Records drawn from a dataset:
--

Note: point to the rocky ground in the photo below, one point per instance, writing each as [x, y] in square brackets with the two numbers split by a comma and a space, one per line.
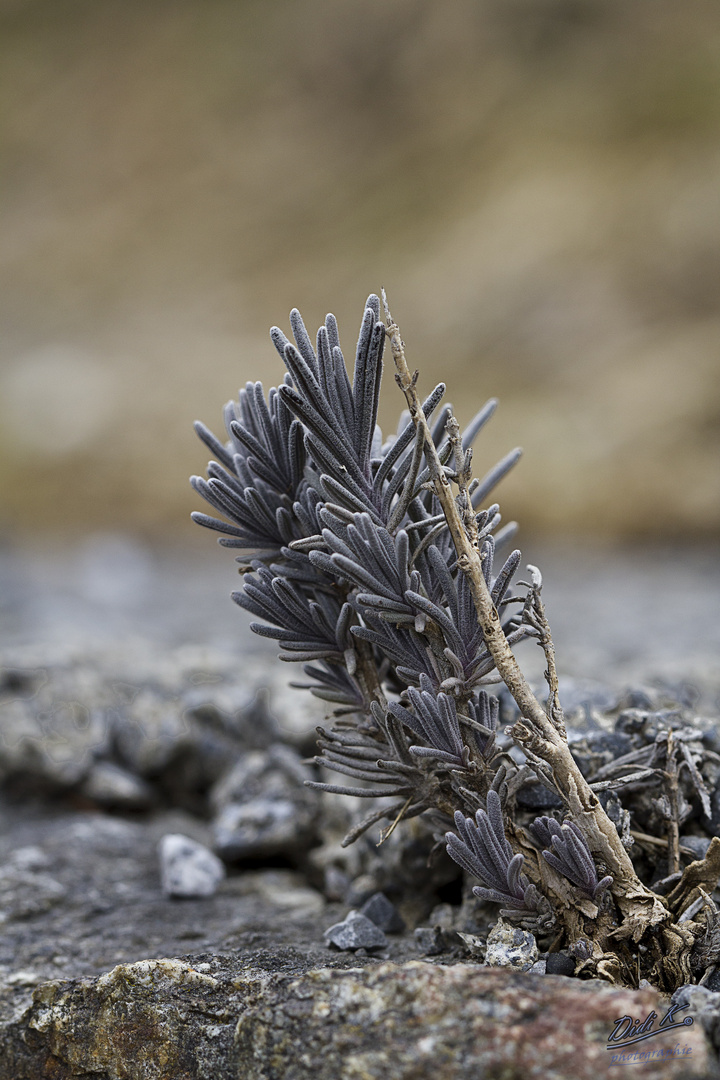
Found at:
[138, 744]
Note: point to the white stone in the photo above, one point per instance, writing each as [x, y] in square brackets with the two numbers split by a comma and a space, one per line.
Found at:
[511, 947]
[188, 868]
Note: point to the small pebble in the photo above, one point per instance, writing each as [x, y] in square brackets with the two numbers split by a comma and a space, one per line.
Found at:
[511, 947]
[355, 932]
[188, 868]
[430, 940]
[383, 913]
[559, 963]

--

Problem: An exact copy of the data is required, with the pictures excluded.

Solution to the problem:
Note: point to the rocky ground in the photo below, one point per instance, writing each as [x, y] in square brackets with the two numbers split by a comma and a space, one per line.
Found at:
[138, 744]
Note: point to the white stone in the photo above, one point per instance, writing each as [x, y] in square brackets with the two numbers split by a comma and a space, one per line.
Found at:
[511, 947]
[188, 868]
Note: point to the small pebble in the photo above, one point per instance, writing each as [x, y] in square brackets with the two numbers split by a comma and a space, one per line.
Found at:
[511, 947]
[355, 932]
[188, 868]
[430, 940]
[383, 913]
[559, 963]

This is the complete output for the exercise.